Reproduce nothing but the closing run of lines: the line with "For every instance of the woman in grey" and each line that follows it to the end of the data.

[Exercise inputs start]

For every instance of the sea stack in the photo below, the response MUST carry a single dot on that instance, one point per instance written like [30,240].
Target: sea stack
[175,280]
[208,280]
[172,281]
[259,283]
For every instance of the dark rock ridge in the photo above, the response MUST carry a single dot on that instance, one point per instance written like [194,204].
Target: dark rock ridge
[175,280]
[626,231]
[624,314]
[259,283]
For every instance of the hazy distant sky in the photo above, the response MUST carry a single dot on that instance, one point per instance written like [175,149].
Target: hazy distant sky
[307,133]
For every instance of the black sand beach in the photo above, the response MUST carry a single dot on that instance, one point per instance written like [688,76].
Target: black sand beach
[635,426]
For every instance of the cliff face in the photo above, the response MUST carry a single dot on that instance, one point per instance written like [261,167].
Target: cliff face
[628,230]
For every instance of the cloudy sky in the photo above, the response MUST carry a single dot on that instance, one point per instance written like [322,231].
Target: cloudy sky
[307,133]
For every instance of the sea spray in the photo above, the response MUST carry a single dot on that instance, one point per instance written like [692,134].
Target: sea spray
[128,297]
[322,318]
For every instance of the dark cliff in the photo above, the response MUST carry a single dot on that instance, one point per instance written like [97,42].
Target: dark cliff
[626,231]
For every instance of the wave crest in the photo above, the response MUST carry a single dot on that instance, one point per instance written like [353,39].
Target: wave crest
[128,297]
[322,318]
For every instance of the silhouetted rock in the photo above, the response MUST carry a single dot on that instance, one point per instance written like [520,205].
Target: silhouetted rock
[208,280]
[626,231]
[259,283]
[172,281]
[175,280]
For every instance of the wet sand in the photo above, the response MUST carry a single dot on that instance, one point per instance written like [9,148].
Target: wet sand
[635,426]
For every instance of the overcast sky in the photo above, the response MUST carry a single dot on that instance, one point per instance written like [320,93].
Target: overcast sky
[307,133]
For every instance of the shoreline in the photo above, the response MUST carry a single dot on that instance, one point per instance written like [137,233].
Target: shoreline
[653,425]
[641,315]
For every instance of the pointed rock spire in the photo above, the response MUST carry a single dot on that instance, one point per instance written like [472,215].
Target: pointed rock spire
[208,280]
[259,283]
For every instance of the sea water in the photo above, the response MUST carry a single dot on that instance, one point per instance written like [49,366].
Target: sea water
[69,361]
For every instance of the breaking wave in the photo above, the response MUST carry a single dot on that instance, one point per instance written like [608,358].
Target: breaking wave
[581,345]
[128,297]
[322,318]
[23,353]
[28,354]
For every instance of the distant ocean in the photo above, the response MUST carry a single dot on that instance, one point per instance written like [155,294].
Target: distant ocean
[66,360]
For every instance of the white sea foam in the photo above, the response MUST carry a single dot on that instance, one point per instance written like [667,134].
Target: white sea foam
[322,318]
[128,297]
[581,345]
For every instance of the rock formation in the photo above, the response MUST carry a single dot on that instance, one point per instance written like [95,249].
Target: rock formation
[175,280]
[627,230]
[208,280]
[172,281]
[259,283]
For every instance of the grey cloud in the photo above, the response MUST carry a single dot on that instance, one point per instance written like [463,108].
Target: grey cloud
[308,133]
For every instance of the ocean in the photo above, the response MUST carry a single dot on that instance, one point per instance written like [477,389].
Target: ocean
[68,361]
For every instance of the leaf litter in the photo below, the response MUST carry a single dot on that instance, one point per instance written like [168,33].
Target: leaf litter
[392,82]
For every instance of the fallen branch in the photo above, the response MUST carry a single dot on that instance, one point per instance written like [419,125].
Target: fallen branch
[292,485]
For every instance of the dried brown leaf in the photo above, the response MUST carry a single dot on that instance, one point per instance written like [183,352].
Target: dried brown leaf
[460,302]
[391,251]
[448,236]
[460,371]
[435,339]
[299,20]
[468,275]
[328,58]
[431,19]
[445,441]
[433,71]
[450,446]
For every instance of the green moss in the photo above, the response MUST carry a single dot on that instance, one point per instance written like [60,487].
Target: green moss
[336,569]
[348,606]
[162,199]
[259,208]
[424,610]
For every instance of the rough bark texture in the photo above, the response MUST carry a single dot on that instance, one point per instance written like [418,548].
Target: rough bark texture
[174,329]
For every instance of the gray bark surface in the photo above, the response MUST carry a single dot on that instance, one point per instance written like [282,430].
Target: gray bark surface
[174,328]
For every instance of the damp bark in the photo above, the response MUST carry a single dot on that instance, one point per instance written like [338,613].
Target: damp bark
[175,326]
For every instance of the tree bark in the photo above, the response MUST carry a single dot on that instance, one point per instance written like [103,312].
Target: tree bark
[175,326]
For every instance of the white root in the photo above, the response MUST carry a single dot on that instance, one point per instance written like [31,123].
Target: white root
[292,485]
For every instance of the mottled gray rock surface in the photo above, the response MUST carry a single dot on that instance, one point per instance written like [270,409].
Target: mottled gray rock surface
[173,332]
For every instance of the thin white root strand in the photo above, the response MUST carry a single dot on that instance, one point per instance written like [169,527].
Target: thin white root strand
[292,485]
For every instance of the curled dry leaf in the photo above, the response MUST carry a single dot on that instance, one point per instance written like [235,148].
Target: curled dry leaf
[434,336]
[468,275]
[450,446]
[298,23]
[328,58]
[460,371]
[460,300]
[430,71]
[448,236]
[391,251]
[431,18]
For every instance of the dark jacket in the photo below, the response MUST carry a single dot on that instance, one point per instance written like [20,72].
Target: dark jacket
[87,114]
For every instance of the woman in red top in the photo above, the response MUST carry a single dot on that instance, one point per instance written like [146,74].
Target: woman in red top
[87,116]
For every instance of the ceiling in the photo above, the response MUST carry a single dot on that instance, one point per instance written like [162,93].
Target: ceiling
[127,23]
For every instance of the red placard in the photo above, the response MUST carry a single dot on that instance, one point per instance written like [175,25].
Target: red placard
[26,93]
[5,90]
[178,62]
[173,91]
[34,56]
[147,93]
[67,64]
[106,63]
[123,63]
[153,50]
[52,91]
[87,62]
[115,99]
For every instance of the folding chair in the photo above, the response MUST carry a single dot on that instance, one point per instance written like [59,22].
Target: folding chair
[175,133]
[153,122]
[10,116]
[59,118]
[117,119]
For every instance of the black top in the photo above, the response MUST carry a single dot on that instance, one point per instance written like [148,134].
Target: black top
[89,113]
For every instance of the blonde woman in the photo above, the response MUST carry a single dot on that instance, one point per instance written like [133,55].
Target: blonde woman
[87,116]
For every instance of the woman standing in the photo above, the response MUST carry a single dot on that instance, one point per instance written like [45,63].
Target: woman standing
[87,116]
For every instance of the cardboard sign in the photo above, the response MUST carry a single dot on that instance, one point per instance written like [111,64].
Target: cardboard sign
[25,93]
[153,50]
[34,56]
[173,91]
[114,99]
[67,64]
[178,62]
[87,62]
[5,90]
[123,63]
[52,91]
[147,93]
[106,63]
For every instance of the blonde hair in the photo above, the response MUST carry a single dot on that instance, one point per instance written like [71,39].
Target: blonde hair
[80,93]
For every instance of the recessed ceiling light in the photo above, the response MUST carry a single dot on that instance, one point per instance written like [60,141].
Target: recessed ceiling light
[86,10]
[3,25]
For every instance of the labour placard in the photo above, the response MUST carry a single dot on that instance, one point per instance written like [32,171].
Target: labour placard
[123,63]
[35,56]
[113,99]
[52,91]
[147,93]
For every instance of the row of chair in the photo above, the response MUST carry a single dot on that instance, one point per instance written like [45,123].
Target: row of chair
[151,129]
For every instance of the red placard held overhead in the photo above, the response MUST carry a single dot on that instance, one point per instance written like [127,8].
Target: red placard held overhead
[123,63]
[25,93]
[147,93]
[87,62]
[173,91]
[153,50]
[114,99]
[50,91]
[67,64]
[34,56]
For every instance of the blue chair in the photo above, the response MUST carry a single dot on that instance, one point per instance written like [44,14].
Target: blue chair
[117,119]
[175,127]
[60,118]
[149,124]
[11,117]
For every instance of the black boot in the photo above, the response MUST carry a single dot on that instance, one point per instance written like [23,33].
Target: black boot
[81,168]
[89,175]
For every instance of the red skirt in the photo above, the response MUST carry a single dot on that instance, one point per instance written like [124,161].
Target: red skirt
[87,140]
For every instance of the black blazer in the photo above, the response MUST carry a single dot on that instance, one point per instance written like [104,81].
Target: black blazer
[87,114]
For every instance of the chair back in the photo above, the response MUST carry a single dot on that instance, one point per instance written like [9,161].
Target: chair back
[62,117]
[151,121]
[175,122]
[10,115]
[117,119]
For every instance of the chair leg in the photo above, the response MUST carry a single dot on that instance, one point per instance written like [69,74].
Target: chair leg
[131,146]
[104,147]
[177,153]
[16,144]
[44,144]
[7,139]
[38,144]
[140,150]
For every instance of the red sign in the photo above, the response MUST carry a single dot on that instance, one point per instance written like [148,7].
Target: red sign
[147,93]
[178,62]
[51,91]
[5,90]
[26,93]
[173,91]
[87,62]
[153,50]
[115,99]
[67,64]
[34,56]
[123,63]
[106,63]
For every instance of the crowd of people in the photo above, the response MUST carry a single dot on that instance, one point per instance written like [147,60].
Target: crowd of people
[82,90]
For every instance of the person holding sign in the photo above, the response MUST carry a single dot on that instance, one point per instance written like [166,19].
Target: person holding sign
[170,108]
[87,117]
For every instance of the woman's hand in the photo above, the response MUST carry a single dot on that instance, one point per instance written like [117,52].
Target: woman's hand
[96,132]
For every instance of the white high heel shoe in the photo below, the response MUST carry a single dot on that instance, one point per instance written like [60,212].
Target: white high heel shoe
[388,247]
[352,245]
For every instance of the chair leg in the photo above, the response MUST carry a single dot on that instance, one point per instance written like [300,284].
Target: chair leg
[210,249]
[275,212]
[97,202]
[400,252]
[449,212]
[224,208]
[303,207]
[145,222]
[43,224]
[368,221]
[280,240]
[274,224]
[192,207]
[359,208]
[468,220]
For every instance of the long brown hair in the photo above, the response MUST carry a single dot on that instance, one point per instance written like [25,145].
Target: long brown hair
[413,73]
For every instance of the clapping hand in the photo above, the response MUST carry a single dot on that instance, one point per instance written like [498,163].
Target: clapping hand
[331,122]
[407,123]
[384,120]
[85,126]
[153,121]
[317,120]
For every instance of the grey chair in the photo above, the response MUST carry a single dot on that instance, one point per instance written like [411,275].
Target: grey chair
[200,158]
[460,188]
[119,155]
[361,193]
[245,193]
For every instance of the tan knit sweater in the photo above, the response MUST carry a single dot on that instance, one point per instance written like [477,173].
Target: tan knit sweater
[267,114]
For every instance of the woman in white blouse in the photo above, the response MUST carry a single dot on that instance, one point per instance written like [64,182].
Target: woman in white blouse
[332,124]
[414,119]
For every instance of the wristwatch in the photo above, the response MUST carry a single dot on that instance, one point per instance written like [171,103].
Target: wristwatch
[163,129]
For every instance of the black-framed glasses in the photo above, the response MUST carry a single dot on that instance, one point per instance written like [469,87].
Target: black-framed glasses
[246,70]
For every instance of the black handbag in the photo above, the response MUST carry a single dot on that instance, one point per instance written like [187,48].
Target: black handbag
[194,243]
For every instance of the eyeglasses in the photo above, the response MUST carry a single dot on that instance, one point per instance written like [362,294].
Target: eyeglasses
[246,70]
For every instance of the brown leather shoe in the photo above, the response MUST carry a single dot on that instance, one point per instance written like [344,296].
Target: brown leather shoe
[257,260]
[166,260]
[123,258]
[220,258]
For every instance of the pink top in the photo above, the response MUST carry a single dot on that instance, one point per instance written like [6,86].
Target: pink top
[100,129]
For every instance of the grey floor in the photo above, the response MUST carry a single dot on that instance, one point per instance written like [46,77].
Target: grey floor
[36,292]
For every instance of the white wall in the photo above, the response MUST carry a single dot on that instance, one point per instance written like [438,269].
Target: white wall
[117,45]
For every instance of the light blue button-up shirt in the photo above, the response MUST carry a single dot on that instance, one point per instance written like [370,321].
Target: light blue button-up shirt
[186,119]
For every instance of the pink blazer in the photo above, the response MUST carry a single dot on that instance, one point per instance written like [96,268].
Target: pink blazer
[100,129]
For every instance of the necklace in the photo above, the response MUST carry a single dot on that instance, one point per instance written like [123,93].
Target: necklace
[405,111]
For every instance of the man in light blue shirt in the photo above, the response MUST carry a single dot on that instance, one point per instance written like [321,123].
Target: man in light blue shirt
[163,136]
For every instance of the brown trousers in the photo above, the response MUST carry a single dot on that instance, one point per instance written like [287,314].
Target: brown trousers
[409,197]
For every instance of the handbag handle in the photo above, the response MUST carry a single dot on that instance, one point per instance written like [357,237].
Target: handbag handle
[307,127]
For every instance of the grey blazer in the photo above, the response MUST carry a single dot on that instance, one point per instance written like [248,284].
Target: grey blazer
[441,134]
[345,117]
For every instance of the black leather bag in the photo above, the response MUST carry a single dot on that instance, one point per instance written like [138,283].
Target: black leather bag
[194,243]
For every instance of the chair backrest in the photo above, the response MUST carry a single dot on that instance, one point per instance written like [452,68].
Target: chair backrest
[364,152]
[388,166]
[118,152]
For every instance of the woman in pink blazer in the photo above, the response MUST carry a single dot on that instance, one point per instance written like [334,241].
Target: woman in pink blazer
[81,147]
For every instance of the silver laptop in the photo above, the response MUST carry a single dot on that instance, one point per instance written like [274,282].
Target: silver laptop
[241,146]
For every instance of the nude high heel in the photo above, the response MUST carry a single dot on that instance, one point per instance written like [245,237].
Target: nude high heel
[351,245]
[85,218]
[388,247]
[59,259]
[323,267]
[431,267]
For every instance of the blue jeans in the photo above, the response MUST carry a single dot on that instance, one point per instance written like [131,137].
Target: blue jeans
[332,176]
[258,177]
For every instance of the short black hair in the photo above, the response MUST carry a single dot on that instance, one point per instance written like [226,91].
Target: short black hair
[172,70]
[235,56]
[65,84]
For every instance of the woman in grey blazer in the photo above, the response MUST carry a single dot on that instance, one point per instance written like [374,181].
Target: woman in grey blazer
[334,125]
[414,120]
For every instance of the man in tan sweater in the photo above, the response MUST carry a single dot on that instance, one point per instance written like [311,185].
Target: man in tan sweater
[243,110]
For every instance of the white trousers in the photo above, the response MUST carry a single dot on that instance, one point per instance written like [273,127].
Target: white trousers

[Exercise inputs end]

**Correct response**
For every instance of the woman in grey blazer in the photo above, the response MUST carry a single dot on that instance, one point per instance written like [374,181].
Target: woman in grey blazer
[334,125]
[414,120]
For every instance of the man in tan sweater in the photo above, the response MUST carry a single dot on that instance, one point per instance written like [311,185].
Target: man in tan sweater
[243,110]
For every instance of the white trousers in the photo above, the response MUST carry a single dot on that instance, one point per instance written like [273,127].
Target: white trousers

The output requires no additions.